Things to do:
[A] List every kind of animal named in the first post of the forum welcome thread.
[B] Put this sentence from the forum welcome thread into Spanish: "My son is called Tom and is 12 years old."
[C] From the forum welcome thread, write out everything from "# Hi mousy peeps" down to "(Oct 9, 2010)".

Page extract:

# Hi mousy peeps



## pinkymilge (Oct 21, 2010)

Hello everyone! My name is Mandy and I live with my family and zoo of many pets in Preston Lancashire. My son has just started to breed mice so thought we would check out some websites to get more info so he can do things right. My son is called Tom and is 12 years old. I breed hamsters myself along with rabbits and degu's. Tom breed shaws jirds and gerbils as well as the mice. When I get more time I will post more info on our many other pets!!


----------



## salemouse (Oct 9, 2010)

hey! You breed rabbits? thats interesting I plan to breed them when im older as well, i raised some wild bunnies and they sorta stole my heart :lol:


----------



## Faelin (Oct 16, 2010)

Hiya, and welcome to the forum


----------



## Kallan (Aug 16, 2009)

Howdy-do


----------



## The Boggit keeper (Mar 5, 2010)

Hello and Welcome!


----------



## kerryann (Oct 4, 2010)

hey welcome


----------



## The secret garden (May 13, 2010)

Welcome to the forum


----------



## SarahC (Oct 3, 2008)

hello and welcome.


----------



## Matt Haslam (Mar 13, 2010)

:cbanner


----------



## SarahC (Oct 3, 2008)

nooooooooo


----------



## Matt Haslam (Mar 13, 2010)

oh yes we are nearly there! lolz, i'm a big kid!


----------



## Wight Isle Stud (May 19, 2010)

Shiprat said:


> :cbanner


I am sat here battling my vocabulary to remain in my head and not spill itself in response to your banner. :evil:


----------



## pinkymilge (Oct 21, 2010)

Listed records:
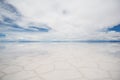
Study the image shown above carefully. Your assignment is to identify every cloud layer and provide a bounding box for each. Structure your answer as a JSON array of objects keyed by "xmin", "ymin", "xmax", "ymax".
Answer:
[{"xmin": 0, "ymin": 0, "xmax": 120, "ymax": 40}]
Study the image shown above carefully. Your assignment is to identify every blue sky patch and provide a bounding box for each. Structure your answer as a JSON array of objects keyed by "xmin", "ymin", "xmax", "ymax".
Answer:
[
  {"xmin": 108, "ymin": 24, "xmax": 120, "ymax": 32},
  {"xmin": 0, "ymin": 33, "xmax": 6, "ymax": 38}
]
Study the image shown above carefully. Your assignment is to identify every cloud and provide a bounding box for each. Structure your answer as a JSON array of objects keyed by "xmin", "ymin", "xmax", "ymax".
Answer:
[{"xmin": 0, "ymin": 0, "xmax": 120, "ymax": 40}]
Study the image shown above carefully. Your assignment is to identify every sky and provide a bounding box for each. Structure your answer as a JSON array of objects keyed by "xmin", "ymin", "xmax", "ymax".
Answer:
[{"xmin": 0, "ymin": 0, "xmax": 120, "ymax": 41}]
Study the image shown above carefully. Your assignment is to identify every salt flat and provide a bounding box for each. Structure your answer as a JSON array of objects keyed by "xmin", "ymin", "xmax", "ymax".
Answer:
[{"xmin": 0, "ymin": 43, "xmax": 120, "ymax": 80}]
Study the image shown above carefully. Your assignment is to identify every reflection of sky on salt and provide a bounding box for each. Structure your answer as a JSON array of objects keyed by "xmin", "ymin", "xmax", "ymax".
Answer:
[{"xmin": 0, "ymin": 43, "xmax": 120, "ymax": 58}]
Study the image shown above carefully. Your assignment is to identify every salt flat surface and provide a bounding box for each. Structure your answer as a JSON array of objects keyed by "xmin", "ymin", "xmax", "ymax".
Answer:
[{"xmin": 0, "ymin": 43, "xmax": 120, "ymax": 80}]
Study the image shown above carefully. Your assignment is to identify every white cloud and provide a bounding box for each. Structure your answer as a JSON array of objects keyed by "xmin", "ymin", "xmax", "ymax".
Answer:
[{"xmin": 2, "ymin": 0, "xmax": 120, "ymax": 39}]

Solutions to the problems:
[A]
- mice
- hamsters
- rabbits
- degus
- Shaw's jirds
- gerbils

[B] Mi hijo se llama Tom y tiene 12 años.

[C]
# Hi mousy peeps



## pinkymilge (Oct 21, 2010)

Hello everyone! My name is Mandy and I live with my family and zoo of many pets in Preston Lancashire. My son has just started to breed mice so thought we would check out some websites to get more info so he can do things right. My son is called Tom and is 12 years old. I breed hamsters myself along with rabbits and degu's. Tom breed shaws jirds and gerbils as well as the mice. When I get more time I will post more info on our many other pets!!


----------



## salemouse (Oct 9, 2010)